TEXT EXTRACT
==================================================

Highlights for New Users
iTerm2 has many features that will change the way you interact with your terminal. This section outlines them briefly.
There are two ways to select text to copy to the clipboard: you can use the mouse, or you can use the find feature's "mouseless copy" feature. Text selection by mouse is described later in General Usage section.
To select text without using the mouse, press cmd-f to open the find field. Enter the beginning of the text you wish to copy and the find feature will select it in your window. Then press tab and the end of the selection will advance by a word. To move the beginning of the selection to the left, press shift-tab. At most one line of text can be selected this way.
iTerm2 allows you to divide a tab into many rectangular "panes", each of which is a different terminal session. The shortcuts cmd-d and cmd-shift-d divide an existing session vertically or horizontally, respectively. You can navigate among split panes with cmd-opt-arrow or cmd-[ and cmd-]. You can "maximize" the current pane--hiding all others in that tab--with cmd-shift-enter. Pressing the shortcut again restores the hidden panes.

==================================================

RECORDED DATA
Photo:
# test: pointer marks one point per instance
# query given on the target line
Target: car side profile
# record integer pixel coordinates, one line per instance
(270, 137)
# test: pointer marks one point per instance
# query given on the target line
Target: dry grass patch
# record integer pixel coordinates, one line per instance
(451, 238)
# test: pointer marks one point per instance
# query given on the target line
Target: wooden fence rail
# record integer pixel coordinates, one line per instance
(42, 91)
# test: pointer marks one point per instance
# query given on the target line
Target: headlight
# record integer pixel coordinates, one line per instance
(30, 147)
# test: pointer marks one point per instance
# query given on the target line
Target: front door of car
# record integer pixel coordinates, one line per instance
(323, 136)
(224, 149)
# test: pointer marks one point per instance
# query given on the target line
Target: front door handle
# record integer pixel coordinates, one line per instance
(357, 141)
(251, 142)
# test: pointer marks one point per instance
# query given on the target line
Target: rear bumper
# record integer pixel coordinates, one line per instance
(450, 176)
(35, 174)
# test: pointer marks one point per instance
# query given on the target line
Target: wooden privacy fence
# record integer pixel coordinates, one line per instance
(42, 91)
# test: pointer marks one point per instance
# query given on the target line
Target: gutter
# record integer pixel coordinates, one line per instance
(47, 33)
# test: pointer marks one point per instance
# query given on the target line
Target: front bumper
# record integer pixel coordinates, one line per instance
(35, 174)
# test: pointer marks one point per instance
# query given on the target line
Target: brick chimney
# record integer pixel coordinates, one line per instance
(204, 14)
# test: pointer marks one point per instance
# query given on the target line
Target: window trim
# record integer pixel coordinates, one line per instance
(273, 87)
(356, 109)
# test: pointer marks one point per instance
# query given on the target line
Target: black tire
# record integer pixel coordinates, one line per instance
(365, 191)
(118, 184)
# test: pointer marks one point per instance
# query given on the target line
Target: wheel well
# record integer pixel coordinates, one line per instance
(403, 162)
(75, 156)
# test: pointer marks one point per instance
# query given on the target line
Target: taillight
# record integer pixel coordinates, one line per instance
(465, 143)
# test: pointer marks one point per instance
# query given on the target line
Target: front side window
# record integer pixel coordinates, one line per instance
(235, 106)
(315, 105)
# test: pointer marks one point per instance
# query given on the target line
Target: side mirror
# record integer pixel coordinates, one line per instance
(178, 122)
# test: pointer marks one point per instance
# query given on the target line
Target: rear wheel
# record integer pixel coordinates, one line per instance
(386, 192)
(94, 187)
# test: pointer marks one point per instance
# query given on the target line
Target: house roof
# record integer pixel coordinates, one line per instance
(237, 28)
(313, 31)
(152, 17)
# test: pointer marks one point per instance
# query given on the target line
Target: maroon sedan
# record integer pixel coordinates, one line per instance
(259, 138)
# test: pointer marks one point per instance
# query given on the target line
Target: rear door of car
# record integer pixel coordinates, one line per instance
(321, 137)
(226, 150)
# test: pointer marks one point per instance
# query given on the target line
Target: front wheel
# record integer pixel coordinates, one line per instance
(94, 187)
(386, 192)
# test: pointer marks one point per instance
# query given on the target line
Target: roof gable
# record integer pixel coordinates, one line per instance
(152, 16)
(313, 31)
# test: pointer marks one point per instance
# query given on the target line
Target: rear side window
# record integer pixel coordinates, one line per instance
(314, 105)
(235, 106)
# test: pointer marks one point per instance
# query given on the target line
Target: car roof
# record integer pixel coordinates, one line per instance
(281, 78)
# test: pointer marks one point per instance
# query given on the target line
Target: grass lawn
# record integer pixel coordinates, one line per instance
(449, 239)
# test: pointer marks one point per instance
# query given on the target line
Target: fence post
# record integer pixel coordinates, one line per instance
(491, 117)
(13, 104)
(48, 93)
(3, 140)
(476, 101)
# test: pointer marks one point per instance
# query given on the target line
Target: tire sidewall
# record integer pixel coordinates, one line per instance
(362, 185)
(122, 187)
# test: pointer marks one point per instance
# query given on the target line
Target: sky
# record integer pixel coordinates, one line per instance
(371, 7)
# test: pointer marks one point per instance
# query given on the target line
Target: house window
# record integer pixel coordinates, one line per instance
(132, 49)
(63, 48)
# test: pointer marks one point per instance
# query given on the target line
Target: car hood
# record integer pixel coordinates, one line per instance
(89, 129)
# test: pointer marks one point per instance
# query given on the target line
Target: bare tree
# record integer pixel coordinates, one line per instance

==================================================

TASK LIST
a – From the iTerm2 highlights, pull out the passage that begins at the words "iTerm2 allows you" and stops after "the hidden panes.".
b – According to the iTerm2 highlights, how does the find field let you select text for copying without the mouse?

ANSWERS FOR THE EXERCISE
a –
iTerm2 allows you to divide a tab into many rectangular "panes", each of which is a different terminal session. The shortcuts cmd-d and cmd-shift-d divide an existing session vertically or horizontally, respectively. You can navigate among split panes with cmd-opt-arrow or cmd-[ and cmd-]. You can "maximize" the current pane--hiding all others in that tab--with cmd-shift-enter. Pressing the shortcut again restores the hidden panes.

b – Pressing cmd-f opens the find field. When you type the beginning of the text you want, the find feature selects it in the window. Tab then moves the end of the selection forward one word, and shift-tab moves the beginning to the left, within at most one line.